Request:
Reproduce the data below word for word, omitting the pictures.

Recorded data:
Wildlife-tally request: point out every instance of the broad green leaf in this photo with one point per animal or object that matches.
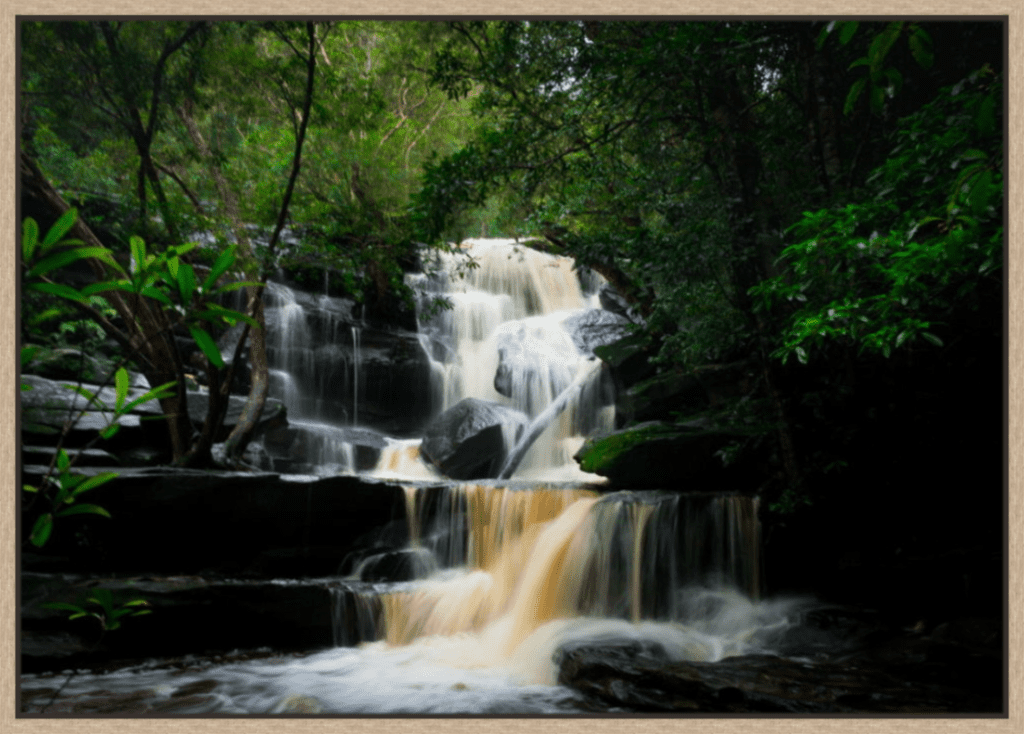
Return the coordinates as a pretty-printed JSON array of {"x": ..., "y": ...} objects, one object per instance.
[
  {"x": 121, "y": 388},
  {"x": 980, "y": 193},
  {"x": 158, "y": 295},
  {"x": 224, "y": 261},
  {"x": 83, "y": 510},
  {"x": 186, "y": 283},
  {"x": 895, "y": 80},
  {"x": 205, "y": 342},
  {"x": 921, "y": 48},
  {"x": 67, "y": 257},
  {"x": 157, "y": 393},
  {"x": 41, "y": 530},
  {"x": 30, "y": 239},
  {"x": 95, "y": 481},
  {"x": 137, "y": 254},
  {"x": 882, "y": 44},
  {"x": 60, "y": 227}
]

Final result:
Wildlife-tally request: point out every instance of the broad green leaf in this photo with one point per animal or object that matches.
Return the coordinates as a pretty-printed JSON array of {"x": ..., "y": ...} objects, one object per instance.
[
  {"x": 121, "y": 388},
  {"x": 980, "y": 193},
  {"x": 158, "y": 295},
  {"x": 224, "y": 261},
  {"x": 83, "y": 510},
  {"x": 186, "y": 283},
  {"x": 895, "y": 80},
  {"x": 205, "y": 342},
  {"x": 921, "y": 48},
  {"x": 67, "y": 257},
  {"x": 157, "y": 393},
  {"x": 41, "y": 530},
  {"x": 30, "y": 239},
  {"x": 95, "y": 481},
  {"x": 137, "y": 254},
  {"x": 882, "y": 44},
  {"x": 60, "y": 227}
]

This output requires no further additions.